Excerpted passage:
============

Remember was run by someone called Philippa.

I remember a horse called Duval in a double bridle, a black roan pony called Twinkle.

I broke my collarbone in one of the fields, up by the football pitch (stray football scared horse).

I remember the low flying planes, and the metal British Airways storage containers.

I was little though, under 10.

I started helping in Ham, Surrey at Manor Farm Stables aged 11!


----------



## lucyjuicyswirl (20 August 2015)

I used to ride at Westways about 20 odd years ago now. It made me smile reading this thread as it brought back so many memories for me  I too remember spending alot of my time down at the yard helping out and leading ponies in lessons for more novice riders. 

When I was there I can recall it was a lady called Jean who owned the yard. She used to live in the house onsite. There were also 2 instructors I remember called Vicky and John. Anyone remember them?

I definitely remember a horse called Duval as mentioned above. He was such a sweet horse. Wouldn't hurt a fly. Some of the other horses I remember were: Red, Camay, Destiny, Bronze, Columbine, Quilt, Harlequin, Spot and Tom/Cagney and Lacy (Shetlands), Charlie and Crackers, Frazzles, The back 8 ponies (Square Deal, Dublet, Malibu, Twinkle, Beauty, Acorn, can't remember the other names). A few others that I can remember what they look like but can't remember their names. Does anyone remember any of these horses? or any i've missed?

I have such happy childhood memories from Westways. Some key things I remember:

* Riding the horses over to the River Crane and having a splash about.
* My first ever lesson there riding Square Deal. I was so nervous but excited.
* Me and a friend riding Spot and Tom bareback from the field up by the top arena and not being able to stop!
* Red trying to bite me every time I walked past his stable door!
* Harlequin being one of the biggest, scariest horses i'd ever seen lol. I was only about 10 or 12 at the time.
* Hiding in the back of some of the stables come lesson time so I didn't have to lead again in another lesson loool
* Riding over to Hounslow Heath and being petrified!
* A Strawberry Roan horse (can't remember her name) who used to just bomb it back during a lesson on the XC field.
* Charlie and Crackers being 2 of the most beautiful horses i'd ever seen.

============

Given information:
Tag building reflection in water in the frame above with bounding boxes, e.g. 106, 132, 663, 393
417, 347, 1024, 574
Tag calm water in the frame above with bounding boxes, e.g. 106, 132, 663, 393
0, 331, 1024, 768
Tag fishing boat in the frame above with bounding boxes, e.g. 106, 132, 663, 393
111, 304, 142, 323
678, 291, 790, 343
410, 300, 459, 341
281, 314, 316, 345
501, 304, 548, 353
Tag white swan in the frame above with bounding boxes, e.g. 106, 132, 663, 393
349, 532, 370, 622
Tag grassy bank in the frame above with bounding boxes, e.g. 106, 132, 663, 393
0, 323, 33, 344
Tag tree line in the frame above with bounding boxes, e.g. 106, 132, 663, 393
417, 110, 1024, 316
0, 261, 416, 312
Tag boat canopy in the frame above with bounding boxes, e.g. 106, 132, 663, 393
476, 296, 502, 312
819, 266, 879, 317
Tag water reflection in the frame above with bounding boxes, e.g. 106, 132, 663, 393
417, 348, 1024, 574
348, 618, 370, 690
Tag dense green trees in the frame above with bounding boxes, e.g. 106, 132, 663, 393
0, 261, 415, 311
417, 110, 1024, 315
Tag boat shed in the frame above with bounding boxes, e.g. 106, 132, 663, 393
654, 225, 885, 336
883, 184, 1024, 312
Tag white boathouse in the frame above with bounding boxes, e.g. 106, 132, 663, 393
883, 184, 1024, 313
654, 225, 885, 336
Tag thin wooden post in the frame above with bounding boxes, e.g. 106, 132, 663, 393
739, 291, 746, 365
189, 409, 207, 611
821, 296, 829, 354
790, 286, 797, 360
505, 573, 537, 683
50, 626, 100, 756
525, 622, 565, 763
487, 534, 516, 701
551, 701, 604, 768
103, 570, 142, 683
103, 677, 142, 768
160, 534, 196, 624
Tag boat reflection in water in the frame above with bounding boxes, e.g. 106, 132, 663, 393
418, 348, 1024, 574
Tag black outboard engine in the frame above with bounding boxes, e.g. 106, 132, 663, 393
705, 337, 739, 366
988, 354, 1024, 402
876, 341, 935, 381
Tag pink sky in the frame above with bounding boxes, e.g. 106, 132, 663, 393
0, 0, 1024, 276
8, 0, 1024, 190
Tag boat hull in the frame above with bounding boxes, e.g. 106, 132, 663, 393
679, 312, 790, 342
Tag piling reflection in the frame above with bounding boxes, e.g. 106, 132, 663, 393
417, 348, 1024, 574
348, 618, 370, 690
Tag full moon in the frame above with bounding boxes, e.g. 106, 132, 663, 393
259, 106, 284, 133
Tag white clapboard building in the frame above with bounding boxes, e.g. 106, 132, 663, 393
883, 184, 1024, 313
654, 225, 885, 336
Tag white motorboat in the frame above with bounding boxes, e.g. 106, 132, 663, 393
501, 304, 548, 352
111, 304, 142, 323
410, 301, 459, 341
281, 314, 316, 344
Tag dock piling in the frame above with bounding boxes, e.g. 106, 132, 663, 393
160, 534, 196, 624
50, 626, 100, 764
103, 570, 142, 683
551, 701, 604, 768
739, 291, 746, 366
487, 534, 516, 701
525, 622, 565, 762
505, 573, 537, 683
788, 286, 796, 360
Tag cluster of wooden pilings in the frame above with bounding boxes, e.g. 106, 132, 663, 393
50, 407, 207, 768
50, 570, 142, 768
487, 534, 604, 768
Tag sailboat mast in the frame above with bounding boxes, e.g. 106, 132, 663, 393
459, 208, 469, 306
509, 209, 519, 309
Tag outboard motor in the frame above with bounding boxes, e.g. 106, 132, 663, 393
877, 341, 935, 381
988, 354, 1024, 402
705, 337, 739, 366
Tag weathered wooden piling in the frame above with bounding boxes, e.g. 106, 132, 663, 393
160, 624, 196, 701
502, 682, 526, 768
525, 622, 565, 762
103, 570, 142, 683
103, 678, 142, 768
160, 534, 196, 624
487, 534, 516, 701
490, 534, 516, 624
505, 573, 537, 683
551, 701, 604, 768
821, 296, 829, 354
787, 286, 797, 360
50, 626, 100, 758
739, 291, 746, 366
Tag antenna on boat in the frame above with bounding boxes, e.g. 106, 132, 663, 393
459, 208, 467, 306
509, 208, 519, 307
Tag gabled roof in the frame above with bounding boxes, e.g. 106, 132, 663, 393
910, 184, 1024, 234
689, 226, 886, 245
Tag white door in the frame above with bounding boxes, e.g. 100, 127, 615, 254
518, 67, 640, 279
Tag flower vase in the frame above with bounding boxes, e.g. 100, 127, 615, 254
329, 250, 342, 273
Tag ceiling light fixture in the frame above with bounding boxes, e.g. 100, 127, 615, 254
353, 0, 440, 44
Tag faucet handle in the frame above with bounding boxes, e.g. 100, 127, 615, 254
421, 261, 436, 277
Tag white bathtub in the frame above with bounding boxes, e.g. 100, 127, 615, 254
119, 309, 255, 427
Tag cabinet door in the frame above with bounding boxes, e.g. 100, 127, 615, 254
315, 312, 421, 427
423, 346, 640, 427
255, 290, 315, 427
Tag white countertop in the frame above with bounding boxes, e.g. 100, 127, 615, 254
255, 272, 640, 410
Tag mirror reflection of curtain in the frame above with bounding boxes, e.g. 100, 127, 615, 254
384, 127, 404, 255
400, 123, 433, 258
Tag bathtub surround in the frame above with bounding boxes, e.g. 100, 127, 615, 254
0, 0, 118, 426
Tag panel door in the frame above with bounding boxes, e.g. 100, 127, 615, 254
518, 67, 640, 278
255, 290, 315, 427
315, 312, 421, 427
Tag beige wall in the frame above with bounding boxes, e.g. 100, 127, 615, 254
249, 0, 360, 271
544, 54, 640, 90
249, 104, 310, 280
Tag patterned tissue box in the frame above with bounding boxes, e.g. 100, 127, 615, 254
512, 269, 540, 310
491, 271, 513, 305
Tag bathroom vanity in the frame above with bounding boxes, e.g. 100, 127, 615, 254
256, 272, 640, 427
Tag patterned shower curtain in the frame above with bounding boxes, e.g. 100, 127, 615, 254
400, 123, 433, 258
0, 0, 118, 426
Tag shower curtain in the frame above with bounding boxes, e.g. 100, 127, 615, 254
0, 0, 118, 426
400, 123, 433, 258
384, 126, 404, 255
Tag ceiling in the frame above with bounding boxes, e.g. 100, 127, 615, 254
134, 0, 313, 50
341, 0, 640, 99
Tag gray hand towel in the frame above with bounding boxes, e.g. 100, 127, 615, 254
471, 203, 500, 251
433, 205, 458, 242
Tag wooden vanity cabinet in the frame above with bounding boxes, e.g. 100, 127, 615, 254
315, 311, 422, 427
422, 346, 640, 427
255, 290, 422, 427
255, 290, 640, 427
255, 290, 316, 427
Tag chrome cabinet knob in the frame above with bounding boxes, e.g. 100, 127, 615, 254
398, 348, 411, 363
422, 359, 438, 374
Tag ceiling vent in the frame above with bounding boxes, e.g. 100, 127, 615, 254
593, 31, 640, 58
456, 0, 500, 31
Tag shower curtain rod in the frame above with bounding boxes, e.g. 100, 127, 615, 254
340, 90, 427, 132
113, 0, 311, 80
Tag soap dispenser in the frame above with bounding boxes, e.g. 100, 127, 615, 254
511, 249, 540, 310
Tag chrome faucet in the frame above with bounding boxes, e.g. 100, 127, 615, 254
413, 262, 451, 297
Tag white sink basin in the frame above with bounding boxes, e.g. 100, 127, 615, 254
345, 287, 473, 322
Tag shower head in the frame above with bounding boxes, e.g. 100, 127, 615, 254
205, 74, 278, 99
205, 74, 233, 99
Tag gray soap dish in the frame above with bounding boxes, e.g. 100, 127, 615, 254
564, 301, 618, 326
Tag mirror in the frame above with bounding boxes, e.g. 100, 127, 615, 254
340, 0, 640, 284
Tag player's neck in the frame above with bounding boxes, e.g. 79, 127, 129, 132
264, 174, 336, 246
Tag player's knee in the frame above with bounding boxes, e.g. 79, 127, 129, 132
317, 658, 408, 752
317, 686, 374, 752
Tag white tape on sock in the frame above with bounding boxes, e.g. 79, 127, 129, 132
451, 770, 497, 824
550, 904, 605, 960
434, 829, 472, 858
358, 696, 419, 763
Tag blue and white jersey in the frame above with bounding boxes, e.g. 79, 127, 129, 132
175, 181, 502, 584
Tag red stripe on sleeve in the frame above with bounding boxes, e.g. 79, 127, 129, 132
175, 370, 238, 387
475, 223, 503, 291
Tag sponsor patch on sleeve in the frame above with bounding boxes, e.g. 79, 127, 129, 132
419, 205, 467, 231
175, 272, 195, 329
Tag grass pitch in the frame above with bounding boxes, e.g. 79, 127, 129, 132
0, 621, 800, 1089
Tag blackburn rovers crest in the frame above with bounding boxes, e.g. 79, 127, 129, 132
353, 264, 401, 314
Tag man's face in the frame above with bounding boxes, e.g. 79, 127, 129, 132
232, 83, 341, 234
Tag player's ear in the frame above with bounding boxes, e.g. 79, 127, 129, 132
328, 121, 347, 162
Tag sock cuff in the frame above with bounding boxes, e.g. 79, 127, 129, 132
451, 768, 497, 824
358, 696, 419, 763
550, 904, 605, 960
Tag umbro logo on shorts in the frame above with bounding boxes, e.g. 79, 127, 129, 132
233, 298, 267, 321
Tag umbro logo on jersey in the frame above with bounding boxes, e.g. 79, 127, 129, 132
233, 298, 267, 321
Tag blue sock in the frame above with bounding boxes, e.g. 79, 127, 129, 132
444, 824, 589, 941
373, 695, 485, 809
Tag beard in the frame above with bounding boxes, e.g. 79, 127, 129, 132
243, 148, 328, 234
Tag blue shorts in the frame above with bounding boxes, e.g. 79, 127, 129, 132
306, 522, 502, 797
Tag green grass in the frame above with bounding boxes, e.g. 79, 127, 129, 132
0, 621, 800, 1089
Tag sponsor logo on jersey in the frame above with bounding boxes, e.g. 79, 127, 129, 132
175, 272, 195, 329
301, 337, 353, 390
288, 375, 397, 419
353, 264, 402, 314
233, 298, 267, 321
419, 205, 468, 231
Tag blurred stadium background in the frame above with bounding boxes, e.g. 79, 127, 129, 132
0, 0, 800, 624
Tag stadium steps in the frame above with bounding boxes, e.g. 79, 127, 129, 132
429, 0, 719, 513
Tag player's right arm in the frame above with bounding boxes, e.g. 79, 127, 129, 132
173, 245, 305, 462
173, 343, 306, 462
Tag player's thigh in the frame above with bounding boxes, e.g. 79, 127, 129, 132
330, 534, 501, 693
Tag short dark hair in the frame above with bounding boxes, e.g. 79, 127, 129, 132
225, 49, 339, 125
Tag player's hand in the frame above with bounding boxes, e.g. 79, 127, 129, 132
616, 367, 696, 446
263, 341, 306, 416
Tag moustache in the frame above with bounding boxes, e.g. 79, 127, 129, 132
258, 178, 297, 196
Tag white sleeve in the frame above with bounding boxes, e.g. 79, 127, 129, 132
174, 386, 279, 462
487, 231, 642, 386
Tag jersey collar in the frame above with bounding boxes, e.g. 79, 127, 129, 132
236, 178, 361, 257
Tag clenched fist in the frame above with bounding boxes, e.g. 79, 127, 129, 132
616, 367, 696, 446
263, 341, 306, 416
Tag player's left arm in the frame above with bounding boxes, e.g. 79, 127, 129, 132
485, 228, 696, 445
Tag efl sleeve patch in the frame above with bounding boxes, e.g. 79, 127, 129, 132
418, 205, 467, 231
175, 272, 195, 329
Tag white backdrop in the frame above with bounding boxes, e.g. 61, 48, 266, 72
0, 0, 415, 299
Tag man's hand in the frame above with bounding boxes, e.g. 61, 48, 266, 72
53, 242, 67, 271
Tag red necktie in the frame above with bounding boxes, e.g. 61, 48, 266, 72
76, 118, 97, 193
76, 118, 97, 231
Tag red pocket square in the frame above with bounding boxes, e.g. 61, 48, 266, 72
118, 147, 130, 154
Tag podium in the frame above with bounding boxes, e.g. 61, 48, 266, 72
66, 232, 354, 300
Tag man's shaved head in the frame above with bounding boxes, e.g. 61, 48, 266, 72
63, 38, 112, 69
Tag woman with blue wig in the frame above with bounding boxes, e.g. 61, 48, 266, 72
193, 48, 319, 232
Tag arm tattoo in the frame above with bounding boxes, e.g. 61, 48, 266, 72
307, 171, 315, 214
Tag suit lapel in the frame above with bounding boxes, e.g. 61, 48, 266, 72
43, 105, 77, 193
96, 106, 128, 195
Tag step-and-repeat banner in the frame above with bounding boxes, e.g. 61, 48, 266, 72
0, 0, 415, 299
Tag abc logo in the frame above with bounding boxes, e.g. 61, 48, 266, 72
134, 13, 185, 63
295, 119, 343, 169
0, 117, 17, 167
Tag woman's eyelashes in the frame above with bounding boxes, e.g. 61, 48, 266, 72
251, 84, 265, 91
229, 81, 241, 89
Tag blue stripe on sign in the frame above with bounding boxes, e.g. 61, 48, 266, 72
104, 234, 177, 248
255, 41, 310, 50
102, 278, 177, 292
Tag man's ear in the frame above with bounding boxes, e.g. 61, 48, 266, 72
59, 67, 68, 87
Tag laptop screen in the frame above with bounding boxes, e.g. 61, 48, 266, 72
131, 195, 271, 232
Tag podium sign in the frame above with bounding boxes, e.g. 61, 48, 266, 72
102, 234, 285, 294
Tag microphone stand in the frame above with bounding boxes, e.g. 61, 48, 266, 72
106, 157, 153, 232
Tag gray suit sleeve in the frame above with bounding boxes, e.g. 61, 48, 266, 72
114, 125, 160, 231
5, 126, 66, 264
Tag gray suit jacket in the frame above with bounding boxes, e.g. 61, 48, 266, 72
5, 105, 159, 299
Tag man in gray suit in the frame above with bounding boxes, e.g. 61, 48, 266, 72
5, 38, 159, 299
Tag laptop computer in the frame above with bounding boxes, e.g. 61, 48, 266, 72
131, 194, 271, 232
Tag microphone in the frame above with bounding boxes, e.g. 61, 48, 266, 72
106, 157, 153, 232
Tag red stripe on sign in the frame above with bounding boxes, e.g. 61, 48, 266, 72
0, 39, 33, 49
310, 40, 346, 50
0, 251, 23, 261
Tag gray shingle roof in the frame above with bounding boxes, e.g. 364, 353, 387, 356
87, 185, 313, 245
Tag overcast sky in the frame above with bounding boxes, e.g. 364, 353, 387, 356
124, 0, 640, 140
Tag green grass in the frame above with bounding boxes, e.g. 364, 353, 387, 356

============

Task set:
(a) Repeat the Westways riding stable thread word for word, starting with "I started helping" and going on through "more novice riders.".
(b) Carry on the Westways riding stable thread from the point where it stops.
You won't need the listing.

Task-by-task answers:
(a)
I started helping in Ham, Surrey at Manor Farm Stables aged 11!


----------



## lucyjuicyswirl (20 August 2015)

I used to ride at Westways about 20 odd years ago now. It made me smile reading this thread as it brought back so many memories for me  I too remember spending alot of my time down at the yard helping out and leading ponies in lessons for more novice riders.

(b)
* Acorn trying to barge out of the stable every time you opened the door.
* Bronze biting me on the boob once! Owch.....it hurt. I'll never forget the pain hahahaha.
* Grooming, grooming, grooming, I seemed to like it alot back then. Probably to get out of leading!
* The Free lessons for helping out at the yard. And trust me they were free alright. Total mayhem as I remember! Hahaha

I remember being so sad when the riding school closed down and the horses started to get sold gradually. As I remember the yard stayed as a livery, but haven't been anywhere near there since so have no idea if there are even stables there now. Anybody know?

If anyone can relate to any of this please let me know. Would be great to chat to anyone that remembers any of this.

Thanks for posting/ posting on this thread: Coblover63 and wingedhorse. This had made my day


----------



## hobo (20 August 2015)

Great post LJS you have a good memory of the horses names but I was 40 years ago so I think I can be forgiven. Yes I remember that Jean was the owner though i think the house was a caravan when I was there. Hounslow heath was great for riding.
There does seem to be an on going theme of falling off coming back from the school!


----------



## Coblover63 (20 August 2015)

Oh how lovely to see someone else remembers the place!    Yes, I remember Harlequin.... she bit me on the neck!  I had a whopper of a bruise!!!  And my dad used to work for Greenhams concrete on the Heath and he laid the yard concrete for Jean.  I also remember Destiny... he seemed HUGE and he had a tall chestnut mate called Winston in my time.  I remember a strawberry road called Marcus who I used for a yard show (which was held in the field at the far end!) and he was rubbish (of course it was NOTHING to do with my riding  ).  My friend was on a blue and white called Jupiter and did loads better than me.  I was so jealous. I also remember a pretty Welsh grey called Lady, I was allowed to "look after" her at weekends.  And an opinionated little chestnut Shetland called Copper.


----------



## tedster (8 October 2015)

I remember Westways well, and all the horses and ponies mentioned and hippy John that taught. We were forever being galloped back to the stables ....but it was fun. 


Harlequin was still going until recently!!  Quilt got killed on the road a good many years back.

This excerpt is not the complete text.